Given passage:

The Arkansas Department of Higher Education approved UAMS and ASU in October 2012. UA’s DNP was approved along with UCA on Feb. 1. Each program will accept up to 20 students each year.
Nelda New, nursing department graduate program director, said UCA’s DNP would not be restricted to advanced practice nurses like the programs at UA, UAMS and ASU.
“In our examination of the DNP nationally, we found that you don’t have to be advanced practice to be a DNP,” she said. “[UCA] decided to have a more broad program.”
New said the “uniqueness,” would open the program to nursing students graduating from UCA’s existing master’s programs and increase enrollment.
According to the American Association of Colleges of Nursing (AACN), the United States had eight DNP programs in 2004. The AACN released a statement calling for advanced practice programs to transition to DNP by 2015. As of March 2012, there were 184 DNP programs enrolling students, with approximately 9,000 students across 40 states and another 101 DNP programs reported in the planning stages.
Williams said the DNP program is gaining popularity because of American health care system’s need for employees with advanced and specific leadership.
“[The DNP program] has the additional systems focus, financial focus [and]policy focus that will truly help [students]to be a leader and facilitate change going through the [health care]system,” Williams said.
New said that without a DNP program, all of the post-baccalaureate nursing programs would not be able to compete with the three other state universities.
“The DNP is a national move and we cannot afford to not adhere to national expectations of a graduate program. We are moving with the tide of change in nursing. We either go with the changes that are happening or we lose it all,” she said.

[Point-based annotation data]
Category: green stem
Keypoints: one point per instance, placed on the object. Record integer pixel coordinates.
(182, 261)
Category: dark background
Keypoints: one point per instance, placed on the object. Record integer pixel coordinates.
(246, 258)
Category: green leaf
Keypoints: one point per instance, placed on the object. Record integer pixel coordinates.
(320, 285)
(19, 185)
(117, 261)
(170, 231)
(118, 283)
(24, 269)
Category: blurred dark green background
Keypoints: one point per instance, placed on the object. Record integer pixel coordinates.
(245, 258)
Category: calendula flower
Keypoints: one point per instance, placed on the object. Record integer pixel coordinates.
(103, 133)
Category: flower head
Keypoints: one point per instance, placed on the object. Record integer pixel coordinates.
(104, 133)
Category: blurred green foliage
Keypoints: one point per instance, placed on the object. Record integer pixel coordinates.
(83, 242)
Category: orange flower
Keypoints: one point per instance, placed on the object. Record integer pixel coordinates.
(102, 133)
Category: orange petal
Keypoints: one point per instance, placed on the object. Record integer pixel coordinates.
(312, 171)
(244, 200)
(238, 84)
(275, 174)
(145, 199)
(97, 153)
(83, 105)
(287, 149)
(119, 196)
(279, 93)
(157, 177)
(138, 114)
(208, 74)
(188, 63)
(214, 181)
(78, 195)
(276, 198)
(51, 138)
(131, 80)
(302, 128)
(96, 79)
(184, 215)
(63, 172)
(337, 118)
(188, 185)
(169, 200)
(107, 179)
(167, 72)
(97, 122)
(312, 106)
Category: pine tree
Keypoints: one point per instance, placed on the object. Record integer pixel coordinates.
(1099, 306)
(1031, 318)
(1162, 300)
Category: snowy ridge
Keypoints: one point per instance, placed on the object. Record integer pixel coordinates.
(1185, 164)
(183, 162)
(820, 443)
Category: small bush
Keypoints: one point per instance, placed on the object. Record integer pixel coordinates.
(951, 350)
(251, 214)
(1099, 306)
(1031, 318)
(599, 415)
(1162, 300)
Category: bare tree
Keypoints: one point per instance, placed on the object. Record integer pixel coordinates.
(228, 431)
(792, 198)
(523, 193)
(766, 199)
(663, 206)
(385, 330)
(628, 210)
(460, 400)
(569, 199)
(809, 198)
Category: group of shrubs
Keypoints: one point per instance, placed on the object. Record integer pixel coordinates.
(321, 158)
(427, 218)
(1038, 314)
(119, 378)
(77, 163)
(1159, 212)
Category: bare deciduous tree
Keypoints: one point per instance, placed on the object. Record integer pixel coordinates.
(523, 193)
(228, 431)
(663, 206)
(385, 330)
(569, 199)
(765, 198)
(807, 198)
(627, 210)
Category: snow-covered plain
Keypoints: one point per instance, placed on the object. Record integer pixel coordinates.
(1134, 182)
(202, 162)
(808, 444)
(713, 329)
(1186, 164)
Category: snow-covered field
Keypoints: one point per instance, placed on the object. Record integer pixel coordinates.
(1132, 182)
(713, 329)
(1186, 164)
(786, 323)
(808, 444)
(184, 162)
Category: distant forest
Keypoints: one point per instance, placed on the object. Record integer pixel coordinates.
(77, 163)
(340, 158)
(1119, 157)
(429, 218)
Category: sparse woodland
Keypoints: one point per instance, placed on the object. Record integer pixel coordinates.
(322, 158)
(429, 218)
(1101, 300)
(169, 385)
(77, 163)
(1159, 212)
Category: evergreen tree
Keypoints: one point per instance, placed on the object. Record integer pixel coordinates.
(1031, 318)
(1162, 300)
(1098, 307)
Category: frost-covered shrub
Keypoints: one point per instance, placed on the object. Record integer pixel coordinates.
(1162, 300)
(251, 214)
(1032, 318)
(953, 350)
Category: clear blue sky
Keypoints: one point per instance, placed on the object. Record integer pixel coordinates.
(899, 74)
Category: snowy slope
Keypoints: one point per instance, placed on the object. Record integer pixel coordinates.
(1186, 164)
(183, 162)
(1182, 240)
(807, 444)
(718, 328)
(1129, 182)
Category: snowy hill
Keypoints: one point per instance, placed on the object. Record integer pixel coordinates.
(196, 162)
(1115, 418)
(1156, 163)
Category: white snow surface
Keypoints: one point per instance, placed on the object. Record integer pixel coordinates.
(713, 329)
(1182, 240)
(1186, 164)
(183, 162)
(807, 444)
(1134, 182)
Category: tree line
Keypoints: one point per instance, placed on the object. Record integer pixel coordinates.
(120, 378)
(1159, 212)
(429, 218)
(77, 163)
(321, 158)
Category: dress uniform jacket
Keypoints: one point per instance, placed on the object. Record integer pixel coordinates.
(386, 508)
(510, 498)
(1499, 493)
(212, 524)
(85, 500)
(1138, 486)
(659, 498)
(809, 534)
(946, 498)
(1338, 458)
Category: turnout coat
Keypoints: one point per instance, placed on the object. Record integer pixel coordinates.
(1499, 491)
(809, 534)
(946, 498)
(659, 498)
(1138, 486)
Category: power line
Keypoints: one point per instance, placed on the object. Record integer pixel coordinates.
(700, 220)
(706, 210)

Task requirements:
• A. In the passage on nursing doctorate programs, how many students will each program accept per year?
• B. In the records, swap "snowy" for "snow-covered" in everything from the line containing "Category: sparse woodland" down to the line containing "(1156, 163)", and return only those lines.
The records are unrelated to the text.

Exercise responses:
• A. Up to 20 students each year.

• B.
Category: sparse woodland
Keypoints: one point per instance, placed on the object. Record integer pixel coordinates.
(322, 158)
(429, 218)
(1101, 300)
(169, 385)
(77, 163)
(1159, 212)
Category: evergreen tree
Keypoints: one point per instance, placed on the object. Record integer pixel coordinates.
(1031, 318)
(1162, 300)
(1098, 307)
Category: frost-covered shrub
Keypoints: one point per instance, placed on the object. Record integer pixel coordinates.
(1162, 300)
(251, 214)
(1032, 318)
(953, 350)
Category: clear blue sky
Keypoints: one point per instance, placed on the object. Record integer pixel coordinates.
(899, 74)
Category: snow-covered slope
Keypoints: one point per instance, placed on the object. Record integer pixel coordinates.
(1186, 164)
(183, 162)
(1182, 240)
(807, 444)
(718, 328)
(1129, 182)
Category: snow-covered hill
Keypoints: one point per instance, placed on the object. Record integer pixel coordinates.
(196, 162)
(1115, 418)
(1156, 163)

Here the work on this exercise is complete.